→ Text segment:

Hundreds of national business leaders—including Facebook, Apple, Google, Microsoft, and nearly 400 other companies—have also signed an open letter to Trump calling for him to preserve the program.
“Unless we act now to preserve the DACA program, all 780,000 hardworking young people will lose their ability to work legally in this country, and every one of them will be at immediate risk of deportation,” the executives wrote. “With them, we grow and create jobs. They are part of why we will continue to have a global competitive advantage.”
“Trump must end DACA,” wrote the editors of the National Review. “If we are going to amnesty an entire class of people, it should obviously be done through the democratic process and, in our view, happen only in exchange for reforms to the immigration system. DACA contravenes the elementary principle that the legislative branch ought to pass laws and the executive branch ought to enforce them.”
As the country awaits the president’s decision, Rodriguez-Lima and MIMA are encouraging local DACA cardholders to be proactive in the event that the program is suspended. She recommends applying for other immigration release programs besides DACA and consulting with legal professionals.

→ Short problem: Condense the DACA passage's paragraph beginning "As the country awaits" into a short bulleted list that keeps its main facts.

→ Extracted information:

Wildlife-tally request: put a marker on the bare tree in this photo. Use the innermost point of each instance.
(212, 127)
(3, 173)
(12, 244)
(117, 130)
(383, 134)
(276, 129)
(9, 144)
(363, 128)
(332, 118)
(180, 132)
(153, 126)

→ Result of the exercise:
- While the president's decision is pending, Rodriguez-Lima and MIMA urge local DACA cardholders to prepare in case the program is suspended.
- She recommends applying for immigration release programs other than DACA.
- She also recommends consulting legal professionals.